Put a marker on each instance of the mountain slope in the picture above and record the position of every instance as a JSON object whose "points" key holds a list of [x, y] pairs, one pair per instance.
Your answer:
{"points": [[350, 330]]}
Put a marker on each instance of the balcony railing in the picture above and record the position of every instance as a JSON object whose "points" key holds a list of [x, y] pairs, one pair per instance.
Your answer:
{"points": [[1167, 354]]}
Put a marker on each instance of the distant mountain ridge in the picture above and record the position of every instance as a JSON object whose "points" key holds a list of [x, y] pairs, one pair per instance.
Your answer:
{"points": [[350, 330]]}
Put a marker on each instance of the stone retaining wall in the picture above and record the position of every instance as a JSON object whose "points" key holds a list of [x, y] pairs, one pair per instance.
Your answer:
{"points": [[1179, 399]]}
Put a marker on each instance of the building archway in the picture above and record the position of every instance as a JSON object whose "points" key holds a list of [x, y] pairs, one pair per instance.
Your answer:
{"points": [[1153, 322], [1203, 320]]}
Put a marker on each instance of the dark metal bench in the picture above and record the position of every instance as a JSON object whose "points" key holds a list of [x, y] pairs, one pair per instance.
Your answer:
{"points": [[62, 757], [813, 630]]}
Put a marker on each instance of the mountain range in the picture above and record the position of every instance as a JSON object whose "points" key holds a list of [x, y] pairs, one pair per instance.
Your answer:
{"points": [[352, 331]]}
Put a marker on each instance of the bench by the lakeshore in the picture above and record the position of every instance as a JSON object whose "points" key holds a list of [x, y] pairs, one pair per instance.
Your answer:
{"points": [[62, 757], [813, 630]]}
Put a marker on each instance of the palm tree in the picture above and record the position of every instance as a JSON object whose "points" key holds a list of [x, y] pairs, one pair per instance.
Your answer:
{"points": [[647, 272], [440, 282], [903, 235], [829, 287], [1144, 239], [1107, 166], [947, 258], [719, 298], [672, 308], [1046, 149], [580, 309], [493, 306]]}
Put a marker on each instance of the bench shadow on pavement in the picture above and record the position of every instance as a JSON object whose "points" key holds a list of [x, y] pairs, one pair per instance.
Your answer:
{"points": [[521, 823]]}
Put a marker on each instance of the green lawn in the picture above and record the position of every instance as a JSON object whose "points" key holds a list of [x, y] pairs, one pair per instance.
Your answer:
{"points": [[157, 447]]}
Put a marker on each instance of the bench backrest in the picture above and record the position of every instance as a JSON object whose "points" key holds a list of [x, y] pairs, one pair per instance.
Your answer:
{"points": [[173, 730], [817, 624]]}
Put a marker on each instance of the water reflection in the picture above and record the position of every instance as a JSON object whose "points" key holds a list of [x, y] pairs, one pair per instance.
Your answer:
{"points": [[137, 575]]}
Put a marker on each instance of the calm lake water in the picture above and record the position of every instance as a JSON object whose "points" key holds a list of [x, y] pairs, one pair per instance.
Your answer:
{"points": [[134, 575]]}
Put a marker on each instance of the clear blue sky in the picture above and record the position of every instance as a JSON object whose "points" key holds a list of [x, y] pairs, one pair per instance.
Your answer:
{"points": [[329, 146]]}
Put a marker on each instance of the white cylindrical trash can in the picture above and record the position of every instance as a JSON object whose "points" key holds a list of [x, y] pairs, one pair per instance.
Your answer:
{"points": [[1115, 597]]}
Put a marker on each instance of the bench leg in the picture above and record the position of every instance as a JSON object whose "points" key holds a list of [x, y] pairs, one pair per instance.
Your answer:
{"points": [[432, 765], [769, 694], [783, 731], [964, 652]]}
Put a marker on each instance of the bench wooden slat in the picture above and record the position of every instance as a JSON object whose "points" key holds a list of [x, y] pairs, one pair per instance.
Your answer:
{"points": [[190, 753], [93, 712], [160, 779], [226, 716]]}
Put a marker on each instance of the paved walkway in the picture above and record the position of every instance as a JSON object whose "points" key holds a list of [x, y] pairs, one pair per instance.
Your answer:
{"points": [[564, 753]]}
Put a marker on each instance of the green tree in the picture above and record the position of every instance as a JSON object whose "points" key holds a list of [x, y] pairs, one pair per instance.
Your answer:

YOUR OBJECTIVE:
Give back all the records exactly as they stand.

TASK RESPONSE:
Put a marker on each instance of the mountain slope in the picture above and record the position of every instance as a JSON object whose "points" key holds a list of [x, y] pairs, one pair per instance.
Your answer:
{"points": [[350, 330]]}
Put a marker on each instance of the balcony railing in the picture above and record the position of every instance as a JSON object whose "points" key holds a list of [x, y] pairs, one pair per instance.
Your answer:
{"points": [[1167, 354]]}
Put a marker on each instance of the distant mountain ridge in the picture above and record the position of every instance as a JSON object whose "points" key holds a list of [x, y] pairs, one pair per instance.
Your answer:
{"points": [[350, 330]]}
Put a marker on each instance of the stone retaining wall in the picture above and record the position of every instance as a JSON object whose "points" key holds a list of [x, y] pairs, one pair per instance.
Your answer:
{"points": [[1179, 399]]}
Put a marker on each instance of the building archway in the picture above and record the position of every instance as a JSON object whose "points" key holds a list of [x, y] pairs, one pair per instance.
Your answer:
{"points": [[1153, 322], [1203, 320]]}
Put a marker on each instance of the dark metal bench in the picture above and record the position of every instance as a JSON object whose "points" key holds a list of [x, y] pairs, one pair per instance.
Your answer:
{"points": [[62, 757], [813, 630]]}
Put a marker on each instance of the mountain range in the picture above and record the position of every instance as a JSON object whose "points" key holds a list of [x, y] pairs, one pair per instance.
Your answer:
{"points": [[352, 331]]}
Put a marker on each instance of the bench by the lakeshore in the picture above and record the position of every instance as a JSON object whose "points" key holds a list of [x, y] pairs, one pair per instance.
Your answer:
{"points": [[62, 757], [813, 630]]}
Put a marker on each instance of the palm tree in the picture above and record the position of every instance as a JSON object whose "points" key holds a list of [x, y] pairs, one pair per instance.
Your answer:
{"points": [[647, 272], [440, 282], [903, 235], [829, 287], [1144, 239], [1107, 166], [947, 258], [719, 298], [672, 308], [1046, 149], [580, 309], [493, 306]]}
Put a marker on each instance of the bench shadow on pavement in the picture above and record the position of every instance as a JSON object whose "points" key holds a list of [x, y] pairs, one pair per instance.
Your answer:
{"points": [[521, 823]]}
Put a marker on each instance of the green lawn in the picture above and record the position of every instance as a JSON object whose "points" key holds a list of [x, y] pairs, one pair per instance.
Your answer:
{"points": [[157, 447]]}
Put a marker on each instance of the bench backrest in the picture above and record the position of every instance as a JSON object whose "points" key holds a list of [x, y] pairs, one pair per instance.
Your answer:
{"points": [[173, 730], [817, 624]]}
Put a marker on each instance of the water reflection in the picture above and record the position of every instance as a JSON object whose "points" key holds a list of [x, y] pairs, one pair per instance.
Your answer:
{"points": [[137, 575]]}
Put a marker on each instance of the calm lake water in the picture above and record the position of every instance as a JSON object whose "points" key holds a list of [x, y] pairs, one pair per instance.
Your answer:
{"points": [[134, 575]]}
Put a marker on each instance of the clear blue sky in the picture above and record the position of every instance as a JSON object whose "points" key holds a list of [x, y] pairs, one pair per instance.
Your answer:
{"points": [[329, 146]]}
Put a marker on each instance of the white cylindrical trash can in the picture above and record the position of every instance as a JSON object whose "points" key holds a list of [x, y] pairs, one pair per instance.
Your answer:
{"points": [[1115, 597]]}
Put a marker on each instance of the bench leg in the picture above and record the position of every instance as a JSON object whose "points" key holds a list of [x, y] pairs, one pair per instance.
Your answer:
{"points": [[432, 765], [769, 694], [783, 731], [964, 652]]}
Put a marker on each instance of the bench wooden slat in the picture above and record the position of every instance as a JSON object whose "points" key holds a list of [x, y] pairs, one pair per instance.
Your answer:
{"points": [[190, 753], [93, 712], [160, 779], [226, 716]]}
Put a marker on each instance of the paved walkway in the picture above and record the position of every instance as a JSON object whose "points" key holds a list of [x, y] pairs, one pair per instance.
Your answer:
{"points": [[564, 753]]}
Put a marker on each instance of the green tree in the picture above and record the position of every instance as a JSON object whose "points" key holds a list of [x, y] pairs, one pair per instance.
Your answer:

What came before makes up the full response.